ABOUT THIS EXERCISE: Every entry in the listing below has to be given again exactly.

GIVEN DATA:
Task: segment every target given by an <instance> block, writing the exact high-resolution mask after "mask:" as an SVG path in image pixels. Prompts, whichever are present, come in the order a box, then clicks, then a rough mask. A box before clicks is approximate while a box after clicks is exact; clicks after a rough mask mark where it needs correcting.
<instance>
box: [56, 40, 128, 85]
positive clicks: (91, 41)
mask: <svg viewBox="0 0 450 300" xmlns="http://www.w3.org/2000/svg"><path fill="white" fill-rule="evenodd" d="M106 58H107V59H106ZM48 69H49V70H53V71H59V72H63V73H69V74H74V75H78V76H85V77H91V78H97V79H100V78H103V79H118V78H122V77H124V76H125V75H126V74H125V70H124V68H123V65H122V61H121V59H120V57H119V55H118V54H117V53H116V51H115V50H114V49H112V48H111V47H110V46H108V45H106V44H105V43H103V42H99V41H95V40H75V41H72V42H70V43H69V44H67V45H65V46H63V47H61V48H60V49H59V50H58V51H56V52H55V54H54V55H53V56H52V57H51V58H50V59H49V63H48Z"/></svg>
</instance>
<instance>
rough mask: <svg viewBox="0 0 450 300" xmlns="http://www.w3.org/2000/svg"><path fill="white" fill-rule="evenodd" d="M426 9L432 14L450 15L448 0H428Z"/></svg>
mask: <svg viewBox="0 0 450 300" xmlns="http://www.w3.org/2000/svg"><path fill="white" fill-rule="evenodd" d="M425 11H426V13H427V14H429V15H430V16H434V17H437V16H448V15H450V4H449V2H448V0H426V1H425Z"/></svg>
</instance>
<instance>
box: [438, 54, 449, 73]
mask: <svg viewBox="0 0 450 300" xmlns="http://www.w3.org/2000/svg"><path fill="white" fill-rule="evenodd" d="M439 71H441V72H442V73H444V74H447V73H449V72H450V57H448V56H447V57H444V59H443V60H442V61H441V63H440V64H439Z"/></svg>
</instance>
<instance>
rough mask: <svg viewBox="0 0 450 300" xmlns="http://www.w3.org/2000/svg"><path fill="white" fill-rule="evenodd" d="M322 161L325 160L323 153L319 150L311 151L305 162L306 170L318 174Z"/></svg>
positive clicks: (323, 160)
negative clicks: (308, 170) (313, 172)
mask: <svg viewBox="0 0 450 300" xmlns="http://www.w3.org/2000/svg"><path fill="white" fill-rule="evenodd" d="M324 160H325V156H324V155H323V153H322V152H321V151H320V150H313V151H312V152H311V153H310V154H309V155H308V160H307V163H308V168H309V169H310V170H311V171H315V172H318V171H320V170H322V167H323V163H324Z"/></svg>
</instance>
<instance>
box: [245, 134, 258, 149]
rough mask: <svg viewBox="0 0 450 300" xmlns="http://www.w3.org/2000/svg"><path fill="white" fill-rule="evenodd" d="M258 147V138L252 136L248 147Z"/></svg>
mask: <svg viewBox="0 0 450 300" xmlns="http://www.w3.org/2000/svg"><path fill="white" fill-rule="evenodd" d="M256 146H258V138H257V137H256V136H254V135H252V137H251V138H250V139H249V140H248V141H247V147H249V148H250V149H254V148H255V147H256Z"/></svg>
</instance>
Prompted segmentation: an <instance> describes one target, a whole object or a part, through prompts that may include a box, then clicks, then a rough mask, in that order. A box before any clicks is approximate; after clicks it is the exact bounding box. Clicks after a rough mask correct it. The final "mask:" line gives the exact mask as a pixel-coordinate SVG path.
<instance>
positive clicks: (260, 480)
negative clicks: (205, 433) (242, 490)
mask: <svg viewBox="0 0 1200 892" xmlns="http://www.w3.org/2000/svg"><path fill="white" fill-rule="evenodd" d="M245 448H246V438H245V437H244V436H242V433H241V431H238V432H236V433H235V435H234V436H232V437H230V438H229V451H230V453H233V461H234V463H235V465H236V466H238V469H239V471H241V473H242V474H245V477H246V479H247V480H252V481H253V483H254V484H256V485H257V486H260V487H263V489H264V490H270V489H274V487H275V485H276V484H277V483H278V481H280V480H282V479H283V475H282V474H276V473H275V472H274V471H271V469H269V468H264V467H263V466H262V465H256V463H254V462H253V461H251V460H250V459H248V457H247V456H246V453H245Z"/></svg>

RESPONSE BOX:
Task: segment every target given by an <instance> block, writing the exact high-resolution mask after "mask:" as an SVG path in image pixels. Prompts, whichever are present, come in the order a box, then clicks, then a rough mask. A box before clicks is approximate while a box after clicks is exact; clicks after a rough mask mark where it needs correcting.
<instance>
box: [56, 40, 128, 85]
positive clicks: (91, 41)
mask: <svg viewBox="0 0 450 300" xmlns="http://www.w3.org/2000/svg"><path fill="white" fill-rule="evenodd" d="M106 58H107V59H106ZM48 69H49V70H53V71H59V72H63V73H69V74H74V75H78V76H85V77H91V78H97V79H100V78H103V79H118V78H122V77H124V76H125V75H126V74H125V70H124V68H123V65H122V61H121V59H120V57H119V55H118V54H117V53H116V51H115V50H114V49H112V48H111V47H110V46H108V45H106V44H105V43H103V42H99V41H95V40H75V41H72V42H70V43H69V44H67V45H65V46H63V47H61V48H60V49H59V50H58V51H56V52H55V54H54V55H53V56H52V57H51V58H50V59H49V63H48Z"/></svg>
</instance>
<instance>
rough mask: <svg viewBox="0 0 450 300" xmlns="http://www.w3.org/2000/svg"><path fill="white" fill-rule="evenodd" d="M426 9L432 14L450 15L448 0H428Z"/></svg>
mask: <svg viewBox="0 0 450 300" xmlns="http://www.w3.org/2000/svg"><path fill="white" fill-rule="evenodd" d="M425 11H426V13H427V14H429V15H430V16H434V17H437V16H448V15H450V4H449V2H448V0H426V1H425Z"/></svg>
</instance>
<instance>
box: [438, 54, 449, 73]
mask: <svg viewBox="0 0 450 300" xmlns="http://www.w3.org/2000/svg"><path fill="white" fill-rule="evenodd" d="M439 71H441V72H442V73H444V74H447V73H449V72H450V57H448V56H447V57H444V59H443V60H442V61H441V63H440V64H439Z"/></svg>
</instance>
<instance>
rough mask: <svg viewBox="0 0 450 300" xmlns="http://www.w3.org/2000/svg"><path fill="white" fill-rule="evenodd" d="M322 161L325 160L323 153L319 150L311 151L305 162L306 170L318 174Z"/></svg>
positive clicks: (323, 160)
negative clicks: (308, 170) (313, 172)
mask: <svg viewBox="0 0 450 300" xmlns="http://www.w3.org/2000/svg"><path fill="white" fill-rule="evenodd" d="M324 160H325V156H324V155H323V153H322V152H321V151H320V150H313V151H312V152H311V153H310V154H309V155H308V160H307V163H308V168H309V169H310V170H311V171H315V172H318V171H320V170H322V167H323V163H324Z"/></svg>
</instance>
<instance>
box: [245, 134, 258, 149]
rough mask: <svg viewBox="0 0 450 300" xmlns="http://www.w3.org/2000/svg"><path fill="white" fill-rule="evenodd" d="M258 147V138L252 136L248 147Z"/></svg>
mask: <svg viewBox="0 0 450 300" xmlns="http://www.w3.org/2000/svg"><path fill="white" fill-rule="evenodd" d="M256 146H258V138H257V137H256V136H254V135H252V137H251V138H250V139H249V140H248V141H247V147H249V148H250V149H254V148H255V147H256Z"/></svg>
</instance>
Prompted segmentation: an <instance> describes one target, a whole object or a part, through prompts that may include a box, then clicks, then a rough mask, in that order. A box before any clicks is approximate; after clicks it is the exact bounding box. Clicks after a rough mask correct it. The final "mask:" line gives the exact mask as a pixel-coordinate SVG path.
<instance>
positive clicks: (260, 480)
negative clicks: (205, 433) (242, 490)
mask: <svg viewBox="0 0 1200 892" xmlns="http://www.w3.org/2000/svg"><path fill="white" fill-rule="evenodd" d="M245 448H246V438H245V437H244V436H242V433H241V431H238V432H236V433H235V435H234V436H232V437H230V438H229V451H230V453H233V461H234V463H235V465H236V466H238V469H239V471H241V473H242V474H245V477H246V479H247V480H252V481H253V483H254V484H256V485H257V486H260V487H263V489H264V490H270V489H274V487H275V485H276V484H277V483H278V481H280V480H282V479H283V475H282V474H276V473H275V472H274V471H271V469H269V468H264V467H263V466H262V465H256V463H254V462H253V461H251V460H250V459H248V457H247V456H246V453H245Z"/></svg>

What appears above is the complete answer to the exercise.